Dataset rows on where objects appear

- - - - - - -

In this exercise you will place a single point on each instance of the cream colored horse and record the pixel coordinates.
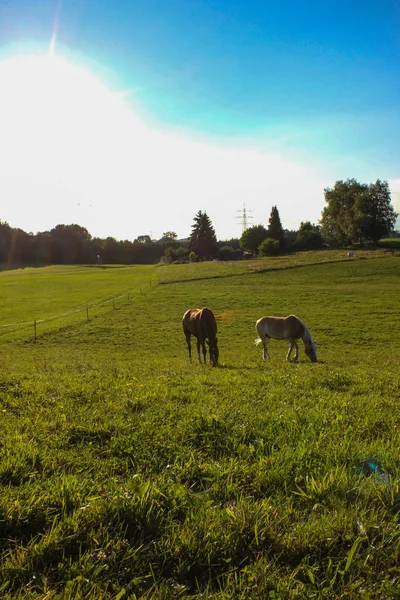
(201, 323)
(285, 328)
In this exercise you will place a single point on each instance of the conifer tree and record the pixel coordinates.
(275, 229)
(203, 240)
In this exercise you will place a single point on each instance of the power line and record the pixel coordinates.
(244, 217)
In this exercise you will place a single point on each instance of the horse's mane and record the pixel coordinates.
(224, 316)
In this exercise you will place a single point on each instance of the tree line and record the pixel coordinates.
(354, 213)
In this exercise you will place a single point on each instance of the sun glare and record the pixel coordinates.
(56, 115)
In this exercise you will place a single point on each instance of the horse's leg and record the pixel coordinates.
(294, 345)
(265, 351)
(204, 351)
(188, 336)
(199, 343)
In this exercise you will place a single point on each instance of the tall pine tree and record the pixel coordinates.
(203, 240)
(275, 229)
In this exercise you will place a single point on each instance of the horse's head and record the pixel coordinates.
(311, 351)
(214, 352)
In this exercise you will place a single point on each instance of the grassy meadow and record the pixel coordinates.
(126, 472)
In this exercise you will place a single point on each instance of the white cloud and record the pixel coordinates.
(73, 152)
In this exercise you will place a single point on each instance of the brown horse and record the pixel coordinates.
(286, 328)
(201, 323)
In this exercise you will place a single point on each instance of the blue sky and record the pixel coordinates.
(264, 102)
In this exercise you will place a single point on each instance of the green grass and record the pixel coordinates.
(127, 472)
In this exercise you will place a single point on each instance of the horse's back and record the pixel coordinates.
(208, 320)
(280, 328)
(190, 320)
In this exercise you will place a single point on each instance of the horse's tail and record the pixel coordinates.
(208, 323)
(224, 316)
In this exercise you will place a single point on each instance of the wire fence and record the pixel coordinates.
(16, 329)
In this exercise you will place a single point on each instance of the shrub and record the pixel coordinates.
(269, 247)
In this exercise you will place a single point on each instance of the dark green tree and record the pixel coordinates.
(252, 238)
(357, 211)
(275, 229)
(374, 214)
(269, 247)
(203, 240)
(308, 237)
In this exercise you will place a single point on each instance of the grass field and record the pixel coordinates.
(127, 472)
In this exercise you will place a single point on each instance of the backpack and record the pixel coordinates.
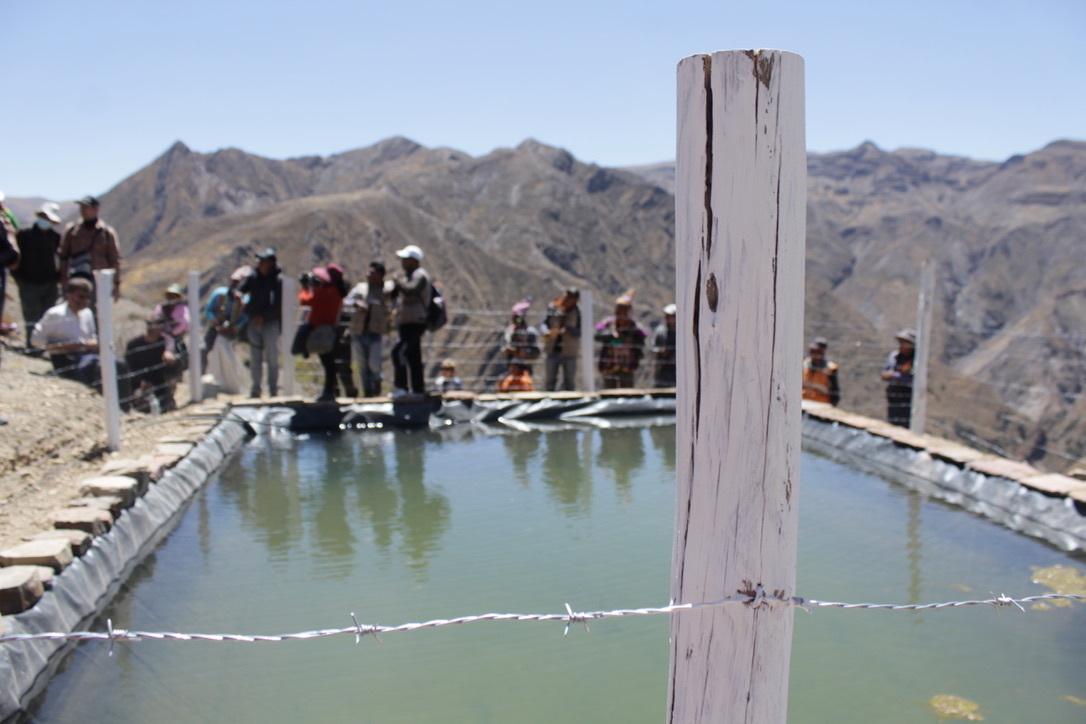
(436, 313)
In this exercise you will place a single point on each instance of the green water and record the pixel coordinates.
(404, 526)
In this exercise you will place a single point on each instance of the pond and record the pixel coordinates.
(398, 526)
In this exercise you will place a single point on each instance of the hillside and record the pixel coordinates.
(1008, 241)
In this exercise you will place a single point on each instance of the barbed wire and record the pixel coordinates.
(755, 599)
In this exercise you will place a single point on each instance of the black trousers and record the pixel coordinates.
(407, 358)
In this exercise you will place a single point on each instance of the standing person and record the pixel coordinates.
(324, 297)
(820, 375)
(897, 373)
(370, 304)
(37, 274)
(623, 345)
(664, 350)
(264, 309)
(520, 348)
(89, 245)
(414, 291)
(562, 340)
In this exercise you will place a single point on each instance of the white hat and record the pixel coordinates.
(51, 212)
(411, 252)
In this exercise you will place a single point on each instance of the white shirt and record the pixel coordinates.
(60, 325)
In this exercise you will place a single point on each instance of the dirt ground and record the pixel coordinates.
(55, 437)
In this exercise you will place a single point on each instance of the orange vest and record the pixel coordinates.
(817, 381)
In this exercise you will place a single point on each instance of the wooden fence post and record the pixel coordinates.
(588, 343)
(740, 227)
(288, 324)
(196, 373)
(108, 356)
(925, 302)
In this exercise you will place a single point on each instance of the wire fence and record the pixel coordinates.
(754, 599)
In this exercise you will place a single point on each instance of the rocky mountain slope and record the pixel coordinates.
(1008, 241)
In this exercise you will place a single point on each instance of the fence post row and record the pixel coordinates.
(588, 342)
(196, 375)
(925, 302)
(288, 324)
(108, 357)
(740, 229)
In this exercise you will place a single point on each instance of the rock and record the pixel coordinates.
(88, 520)
(55, 554)
(111, 504)
(120, 486)
(78, 541)
(20, 588)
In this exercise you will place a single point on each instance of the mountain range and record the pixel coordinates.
(1008, 241)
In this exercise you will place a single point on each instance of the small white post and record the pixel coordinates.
(287, 326)
(925, 303)
(196, 373)
(740, 236)
(588, 343)
(108, 357)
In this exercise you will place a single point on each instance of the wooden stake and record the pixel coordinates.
(925, 302)
(740, 226)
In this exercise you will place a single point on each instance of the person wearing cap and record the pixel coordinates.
(89, 245)
(414, 291)
(820, 375)
(225, 319)
(264, 309)
(664, 350)
(324, 297)
(37, 274)
(446, 380)
(370, 306)
(897, 373)
(623, 344)
(562, 340)
(153, 368)
(520, 347)
(70, 337)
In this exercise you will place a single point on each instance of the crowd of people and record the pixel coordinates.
(55, 277)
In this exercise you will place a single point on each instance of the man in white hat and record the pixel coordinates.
(414, 292)
(37, 274)
(664, 350)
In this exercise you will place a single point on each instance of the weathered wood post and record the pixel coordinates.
(588, 343)
(108, 356)
(740, 227)
(925, 302)
(288, 324)
(196, 373)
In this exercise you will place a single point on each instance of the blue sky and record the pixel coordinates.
(97, 90)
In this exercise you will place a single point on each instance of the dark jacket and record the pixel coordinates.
(37, 249)
(265, 295)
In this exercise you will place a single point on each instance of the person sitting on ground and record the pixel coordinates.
(37, 272)
(520, 347)
(70, 337)
(153, 368)
(897, 373)
(370, 305)
(820, 375)
(664, 350)
(562, 339)
(623, 344)
(446, 380)
(324, 297)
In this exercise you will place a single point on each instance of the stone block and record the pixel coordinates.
(118, 486)
(55, 554)
(88, 520)
(108, 503)
(20, 588)
(78, 541)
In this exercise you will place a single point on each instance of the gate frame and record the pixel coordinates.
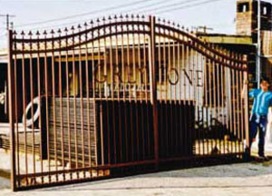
(153, 84)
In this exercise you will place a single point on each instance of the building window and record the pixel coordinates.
(243, 7)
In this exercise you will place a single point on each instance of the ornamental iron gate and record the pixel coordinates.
(118, 96)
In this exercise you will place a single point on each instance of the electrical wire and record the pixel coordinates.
(188, 6)
(87, 13)
(170, 5)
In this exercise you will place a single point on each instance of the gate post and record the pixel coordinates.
(153, 87)
(11, 110)
(246, 104)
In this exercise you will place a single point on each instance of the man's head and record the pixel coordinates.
(264, 84)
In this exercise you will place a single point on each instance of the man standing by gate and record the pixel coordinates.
(259, 115)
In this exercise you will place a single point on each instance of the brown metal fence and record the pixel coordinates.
(118, 96)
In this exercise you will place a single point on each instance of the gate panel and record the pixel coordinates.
(118, 96)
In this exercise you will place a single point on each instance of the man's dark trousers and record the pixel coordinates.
(258, 122)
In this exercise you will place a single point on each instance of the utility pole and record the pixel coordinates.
(7, 16)
(258, 57)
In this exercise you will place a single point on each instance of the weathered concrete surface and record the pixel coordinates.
(238, 179)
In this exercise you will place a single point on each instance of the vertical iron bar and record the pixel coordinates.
(11, 110)
(154, 87)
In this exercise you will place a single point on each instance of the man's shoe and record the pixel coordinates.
(263, 158)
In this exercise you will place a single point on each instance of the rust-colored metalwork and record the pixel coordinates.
(120, 95)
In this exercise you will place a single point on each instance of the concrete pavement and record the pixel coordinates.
(237, 179)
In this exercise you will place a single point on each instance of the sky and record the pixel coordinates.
(35, 14)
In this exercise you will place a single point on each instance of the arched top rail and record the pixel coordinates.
(119, 26)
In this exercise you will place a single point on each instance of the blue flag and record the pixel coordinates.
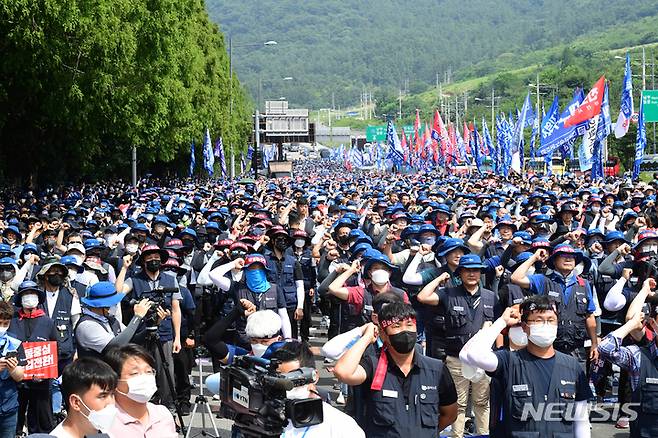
(553, 133)
(626, 109)
(208, 157)
(640, 142)
(219, 150)
(603, 130)
(192, 159)
(395, 152)
(475, 148)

- - - - - - -

[Task directions]: Give the records above as a two-column CSV with the header "text" and "coordinates," one row per record. Quote each field, turn line breaks inside a field into spaces, and leave the pictures out.

[Solution to the problem]:
text,coordinates
"In this exercise you will place a single point on each instance of the cream colored horse and record the pixel coordinates.","(201, 323) (285, 328)"
"In this exercise you will place a single point on each instance of the conifer tree and record the pixel coordinates.","(275, 229) (203, 240)"
"In this exercise you will place a single point on each instance of the power line and record the pixel coordinates.","(244, 217)"
"In this exercise you will place a single point on each instance of the horse's mane and record the pixel coordinates.","(224, 316)"
"In this exercise you will place a single point on each instance of the tree line and record the pixel coordinates.","(354, 213)"
"In this exercise you will place a single point on each instance of the sun glare and record the pixel coordinates.","(56, 115)"
"In this exercise you will place a single point on each instance of the horse's leg and record the pixel coordinates.","(294, 345) (265, 351) (204, 351) (188, 336) (199, 343)"
"In this exercise you will place a single point on each instance of the tall pine tree and record the pixel coordinates.","(203, 240) (275, 229)"
"In this exercise you will place a single point on each instance of the horse's head and record the pixel coordinates.","(311, 351) (214, 352)"
"In this exercise you will place a single point on each instance of the grassy meadow and record the pixel coordinates.","(126, 472)"
"In this exercise you will place a single point on each instance of the white cloud and record the pixel coordinates.","(73, 152)"
"In this exercise you will place a single point on each instance of the brown horse and record the pixel coordinates.","(286, 328) (201, 323)"
"In this exercise you will place a single point on each instance of the blue sky and record the pixel coordinates.","(264, 102)"
"In this exercise you will place a single point on each instance of the green grass and record the pixel coordinates.","(127, 472)"
"In this exercise you will place a single point on each instance of the horse's back and record the pixel coordinates.","(208, 320) (280, 328) (190, 320)"
"In this exercise you will place a single point on each instance of the horse's tail and record the pixel coordinates.","(208, 323) (224, 316)"
"In this exercise you will place a single point on each instance of the wire fence and record the pixel coordinates.","(16, 329)"
"In this exercise you will place a single point on each instance of the shrub and record the pixel coordinates.","(269, 247)"
"In this exercise you will place a single point on each instance of the dark green tree and record the pixel coordinates.","(252, 238) (357, 211) (275, 229) (374, 214) (269, 247) (203, 240) (308, 237)"
"In this exercise you will place a single point on each instance of the grass field and record the pixel coordinates.","(127, 472)"
"In this exercise you will place a single point on each instance of the backpack and record the pixel coordinates.","(436, 313)"
"In this exercise you will place a single point on each instance of the green water and record the pixel coordinates.","(404, 526)"
"In this exercise you will place a single point on each instance of the pond and record the pixel coordinates.","(398, 526)"
"In this exercise you will place a single point on each instance of the hillside and record the pixel coordinates.","(1008, 241)"
"In this exercise you will place a single point on each instance of the barbed wire and record the pixel coordinates.","(755, 599)"
"In this exercise you will place a single point on each instance of the black trousers and record the pixel coordinates.","(407, 358)"
"In this exercise you will place a single point on each instance of the standing person and record the pixel coordinates.","(324, 297) (820, 375) (897, 373) (370, 304) (37, 274) (623, 345) (664, 350) (264, 309) (520, 348) (89, 245) (414, 291) (562, 340)"
"In this exercise you will place a single point on each instance of the white hat and record the pixel coordinates.","(51, 212) (411, 252)"
"In this exercise you will place a single point on each instance of the white shirt and record the pixel coordinates.","(60, 325)"
"In this exercise you will place a single point on each instance of the dirt ground and record the pixel coordinates.","(55, 437)"
"In this exercise you will place a single point on each instance of the orange vest and record the pixel coordinates.","(817, 381)"
"In this exercise you will place a single point on each instance of the wooden fence post and record the pixel coordinates.","(588, 343) (740, 227) (288, 324) (196, 373) (108, 356) (925, 302)"
"In this exercise you will place a single point on each instance of the wire fence and record the pixel coordinates.","(754, 599)"
"In this exercise you will place a single point on each instance of the rocky mountain slope and record the pixel coordinates.","(1008, 241)"
"In this exercise you will place a single point on each instance of the fence post row and record the pixel coordinates.","(588, 342) (196, 375) (925, 302) (288, 324) (108, 357) (740, 229)"
"In this exercise you will place a single point on each instance of the rock and record the pixel coordinates.","(88, 520) (55, 554) (111, 504) (120, 486) (78, 541) (20, 588)"
"In this exercise you will place a single point on each instance of the mountain range and record the pixel coordinates.","(1008, 241)"
"In this exercise you will place a single point on each instance of the small white post and record the pixel coordinates.","(287, 326) (925, 303) (196, 373) (740, 236) (588, 343) (108, 357)"
"In this exercise you will place a single point on each instance of the wooden stake and record the pixel coordinates.","(925, 302) (740, 226)"
"In this exercise you will place a single point on each instance of the person wearing cap and record the pixel coordinates.","(89, 245) (414, 291) (820, 375) (225, 319) (264, 309) (664, 350) (324, 297) (37, 274) (446, 380) (370, 306) (897, 373) (623, 344) (562, 340) (153, 368) (520, 347) (70, 337)"
"In this exercise you will place a single point on each instance of the crowd of people and record the pixel coordinates.","(55, 277)"
"In this exercise you will place a single point on each instance of the man in white hat and record the pixel coordinates.","(414, 292) (37, 274) (664, 350)"
"In this exercise you will place a single point on each instance of the weathered wood post and record the pixel coordinates.","(588, 343) (108, 356) (740, 227) (925, 302) (288, 324) (196, 373)"
"In this exercise you will place a single point on each instance of the blue sky and record the pixel coordinates.","(97, 90)"
"In this exercise you will place a single point on each instance of the dark jacket and record the pixel coordinates.","(37, 249) (265, 295)"
"In this exercise you will place a single point on each instance of the person sitting on ground and record the pixel coordinates.","(37, 272) (520, 347) (70, 337) (153, 368) (897, 373) (370, 305) (820, 375) (664, 350) (562, 339) (623, 344) (446, 380) (324, 297)"
"In this exercise you will place a single point on each instance of the stone block and record the pixel coordinates.","(118, 486) (55, 554) (88, 520) (108, 503) (20, 588) (78, 541)"
"In this exercise you will place a single point on each instance of the gate frame and record the pixel coordinates.","(153, 84)"
"In this exercise you will place a single point on each instance of the building window and record the pixel coordinates.","(243, 7)"
"In this exercise you will place a single point on each instance of the ornamental iron gate and record the pixel coordinates.","(118, 96)"
"In this exercise you will place a single point on each instance of the electrical wire and record the pixel coordinates.","(188, 6) (87, 13) (170, 5)"
"In this exercise you will place a single point on each instance of the gate post and record the pixel coordinates.","(153, 87) (11, 110) (246, 104)"
"In this exercise you will place a single point on each instance of the man's head and record the pixel coordinates.","(264, 84)"
"In this exercise you will place a single point on each instance of the man standing by gate and record the pixel coordinates.","(259, 115)"
"In this exercise you will place a single point on each instance of the brown metal fence and record the pixel coordinates.","(118, 96)"
"In this exercise you will place a single point on each instance of the gate panel and record the pixel coordinates.","(118, 96)"
"In this exercise you will place a single point on each instance of the man's dark trousers and record the pixel coordinates.","(258, 122)"
"In this exercise you will place a single point on each instance of the utility pole and record the pixel coordinates.","(7, 16) (258, 57)"
"In this exercise you will place a single point on each instance of the weathered concrete surface and record the pixel coordinates.","(238, 179)"
"In this exercise you will place a single point on each instance of the vertical iron bar and record the pixel coordinates.","(11, 110) (154, 87)"
"In this exercise you will place a single point on each instance of the man's shoe and record the pixel coordinates.","(263, 158)"
"In this exercise you will place a single point on each instance of the rust-colored metalwork and record the pixel coordinates.","(120, 95)"
"In this exercise you will place a single point on each instance of the concrete pavement and record the pixel coordinates.","(237, 179)"
"In this exercise you will place a single point on each instance of the sky and record the pixel coordinates.","(35, 14)"
"In this exercise you will place a single point on each instance of the arched top rail and record the pixel coordinates.","(119, 26)"
"In this exercise you will place a single point on each instance of the blue flag and record the pixel coordinates.","(553, 133) (626, 109) (208, 157) (640, 142) (219, 150) (603, 130) (192, 159) (395, 152) (475, 148)"